# [Reading text]
————————

Possible forgery of Check-In QR-Codes

[rmsk2]

Overview

Relying only the information contained in this repository it seems to be the case that it is possible for a malicious user to generate a forged check-in QR code in such a way that the forgery is not detectable by the venue or the Luca backend. If I am correct this would allow a malicious user to successfully check into a venue without disclosing any information necessary for contact tracing.

Introduction

https://github.com/lucaapp/security-concept/blob/main/content/processes/guest_app_checkin.md describes the data which is encoded in the QR code generated by the Luca app which is intended to be scanned by the venue:

• version (QR code protocol version)
• device_type
• key_id (ID of the daily keypair used for this Check-In)
• timestamp
• trace_id
• enc_data
• ephemeral_keys.public
• verification_tag
• checksum

where

timestamp        = UNIX timestamp rounded down to the last full minute (little endian encoding)
trace_id         = HMAC-SHA256(user_id || timestamp, tracing_secret)  # truncated to 16 bytes
ephemeral_keys   = a new secp256r1 key pair (for DLIES with the daily public key)
dh_key           = ECDH(ephemeral_keys.private, daily_keypair.public)
enc_key          = SHA256(dh_key || 0x01)  # truncated to 16 bytes
iv               = ephemeral_keys.public   # truncated to 16 bytes
enc_data         = AES-128-CTR(userId || data_secret, enc_key, iv)
verification_tag = HMAC-SHA256(timestamp || enc_data, data_authentication_key)

and the tracing_secret, the data_secret and the data_authentication key are neither known by the venue, nor by the attacker nor by the Luca backend. Additionally it is assumed that daily_keypair.public, key_id, version and device_type are public information.

Description of the attack

In order to perform the attack a maliciuous user has to generate a QR code containing the information mentioned above which is accepted by the scanning venue and the Luca backend. So let's have a look at all elements of the QR code:

version

Public information

device_type

Public information

key_id

Public information

timestamp

Public information

trace_id

For an honest user the trace_id is calculated as follows:

HMAC-SHA256(user_id || timestamp, tracing_secret)  # truncated to 16 bytes

The attacker does not know the tracing_secret but neither do the venue nor the Luca backend. This in turn means that any 16 byte random information has to be accepted by the venue and the Luca backend, because they can not verify it.

enc_data

For an honest user this value is calculated as

ephemeral_keys   = a new secp256r1 key pair (for DLIES with the daily public key)
dh_key           = ECDH(ephemeral_keys.private, daily_keypair.public)
enc_key          = SHA256(dh_key || 0x01)  # truncated to 16 bytes
iv               = ephemeral_keys.public   # truncated to 16 bytes
enc_data         = AES-128-CTR(userId || data_secret, enc_key, iv)

It has to be noted that none of the involved parties knows the data_secret but the other information can be generated by the attacker. If the attacker performs the calculations above using a random value (of correct length) for the data_secret and the user_id the results have to be accepted by the backend and the venue because neither of them holds the private daily_key and therefore can not perform the decryption operation which would be necessary in order to detect the forgery.

ephemeral_keys.public

Can be generated by the attacker.

————————

# [Aim]
For each statement below, say yes or no to whether it agrees with the text on forged check-in QR codes, and quote the words of the text that decide it.
1. The Luca backend knows the data_secret.
2. The timestamp is rounded up to the next full minute.
3. The attacker can generate ephemeral_keys.public.

# [Part of a data file]

————————

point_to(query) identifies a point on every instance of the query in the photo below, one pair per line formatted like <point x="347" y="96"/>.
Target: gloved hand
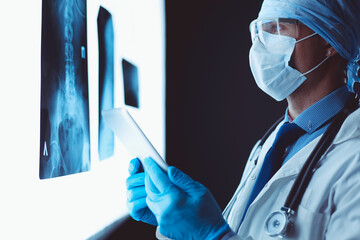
<point x="136" y="194"/>
<point x="184" y="208"/>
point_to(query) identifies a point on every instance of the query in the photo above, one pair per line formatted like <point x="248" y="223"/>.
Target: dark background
<point x="214" y="111"/>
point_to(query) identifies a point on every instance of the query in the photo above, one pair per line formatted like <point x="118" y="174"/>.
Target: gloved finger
<point x="150" y="188"/>
<point x="135" y="166"/>
<point x="182" y="180"/>
<point x="136" y="193"/>
<point x="136" y="208"/>
<point x="157" y="175"/>
<point x="136" y="180"/>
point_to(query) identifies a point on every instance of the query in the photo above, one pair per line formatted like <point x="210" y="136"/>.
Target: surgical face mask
<point x="270" y="65"/>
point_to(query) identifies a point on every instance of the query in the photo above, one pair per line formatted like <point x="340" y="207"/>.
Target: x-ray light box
<point x="62" y="172"/>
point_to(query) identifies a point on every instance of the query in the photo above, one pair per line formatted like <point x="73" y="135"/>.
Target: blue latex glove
<point x="136" y="194"/>
<point x="184" y="208"/>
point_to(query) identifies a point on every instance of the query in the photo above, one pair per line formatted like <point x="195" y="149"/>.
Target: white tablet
<point x="131" y="136"/>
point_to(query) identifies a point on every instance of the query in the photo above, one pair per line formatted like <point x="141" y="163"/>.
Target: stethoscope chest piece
<point x="278" y="224"/>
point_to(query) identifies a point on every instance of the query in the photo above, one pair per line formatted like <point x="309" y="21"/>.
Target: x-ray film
<point x="64" y="127"/>
<point x="131" y="84"/>
<point x="106" y="80"/>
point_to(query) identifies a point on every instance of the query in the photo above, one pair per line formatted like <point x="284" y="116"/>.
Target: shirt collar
<point x="320" y="112"/>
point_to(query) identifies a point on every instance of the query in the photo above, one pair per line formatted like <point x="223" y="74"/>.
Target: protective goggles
<point x="276" y="26"/>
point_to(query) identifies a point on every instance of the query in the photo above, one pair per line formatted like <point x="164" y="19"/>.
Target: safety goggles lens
<point x="277" y="26"/>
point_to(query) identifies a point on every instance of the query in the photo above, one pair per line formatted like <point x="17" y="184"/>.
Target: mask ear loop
<point x="313" y="69"/>
<point x="311" y="35"/>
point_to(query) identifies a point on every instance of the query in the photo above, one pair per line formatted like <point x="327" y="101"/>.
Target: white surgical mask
<point x="270" y="65"/>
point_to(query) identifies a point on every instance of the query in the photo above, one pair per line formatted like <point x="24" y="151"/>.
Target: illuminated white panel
<point x="75" y="206"/>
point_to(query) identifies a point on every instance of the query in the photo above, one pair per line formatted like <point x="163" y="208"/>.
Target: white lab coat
<point x="330" y="208"/>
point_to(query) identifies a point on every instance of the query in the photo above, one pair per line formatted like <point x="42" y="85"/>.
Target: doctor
<point x="304" y="51"/>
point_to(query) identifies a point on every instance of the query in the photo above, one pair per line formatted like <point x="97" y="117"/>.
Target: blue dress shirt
<point x="316" y="119"/>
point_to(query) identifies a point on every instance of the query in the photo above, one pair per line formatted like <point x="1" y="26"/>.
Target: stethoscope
<point x="280" y="223"/>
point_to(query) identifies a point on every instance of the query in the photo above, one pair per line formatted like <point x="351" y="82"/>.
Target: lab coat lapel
<point x="291" y="167"/>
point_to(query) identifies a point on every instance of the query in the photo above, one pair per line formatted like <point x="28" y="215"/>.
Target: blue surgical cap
<point x="337" y="21"/>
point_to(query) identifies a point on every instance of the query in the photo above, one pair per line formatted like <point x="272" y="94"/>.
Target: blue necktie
<point x="286" y="136"/>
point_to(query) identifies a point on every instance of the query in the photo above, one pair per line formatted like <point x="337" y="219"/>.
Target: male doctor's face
<point x="309" y="53"/>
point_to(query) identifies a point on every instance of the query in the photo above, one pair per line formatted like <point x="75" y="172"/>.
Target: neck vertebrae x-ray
<point x="64" y="141"/>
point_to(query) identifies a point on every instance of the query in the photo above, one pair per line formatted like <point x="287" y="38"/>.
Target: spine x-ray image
<point x="106" y="80"/>
<point x="64" y="131"/>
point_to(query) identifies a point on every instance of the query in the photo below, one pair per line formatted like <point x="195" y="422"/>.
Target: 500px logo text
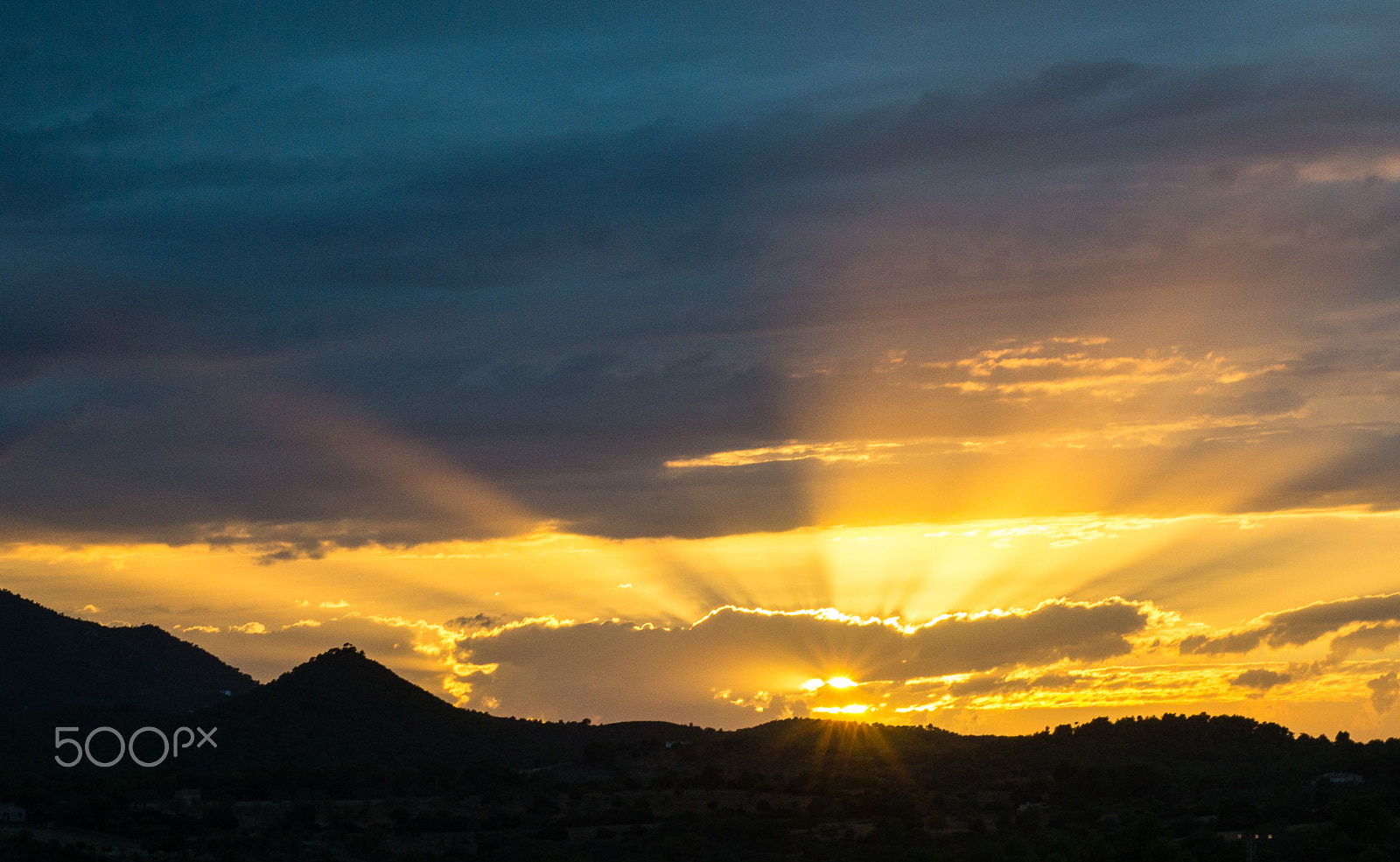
<point x="126" y="745"/>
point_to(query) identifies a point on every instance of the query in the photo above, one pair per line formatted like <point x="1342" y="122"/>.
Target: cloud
<point x="1385" y="691"/>
<point x="630" y="262"/>
<point x="1306" y="624"/>
<point x="1262" y="679"/>
<point x="734" y="662"/>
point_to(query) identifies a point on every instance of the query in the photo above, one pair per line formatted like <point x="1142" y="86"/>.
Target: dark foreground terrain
<point x="340" y="759"/>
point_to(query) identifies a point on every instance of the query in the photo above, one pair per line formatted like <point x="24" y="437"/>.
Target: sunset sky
<point x="990" y="366"/>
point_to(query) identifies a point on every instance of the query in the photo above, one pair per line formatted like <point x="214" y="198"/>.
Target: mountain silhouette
<point x="51" y="661"/>
<point x="342" y="707"/>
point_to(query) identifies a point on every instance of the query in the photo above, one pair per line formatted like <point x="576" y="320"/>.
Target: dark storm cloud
<point x="555" y="248"/>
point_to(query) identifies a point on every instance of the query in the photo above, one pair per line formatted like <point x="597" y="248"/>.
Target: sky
<point x="991" y="366"/>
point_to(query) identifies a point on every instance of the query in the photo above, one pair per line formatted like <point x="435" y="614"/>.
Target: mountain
<point x="52" y="661"/>
<point x="342" y="707"/>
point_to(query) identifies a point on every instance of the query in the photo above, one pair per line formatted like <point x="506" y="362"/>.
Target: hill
<point x="51" y="661"/>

————————

# [Solved problem]
1. No: "none of the involved parties knows the data_secret"
2. No: "UNIX timestamp rounded down to the last full minute"
3. Yes: "Can be generated by the attacker."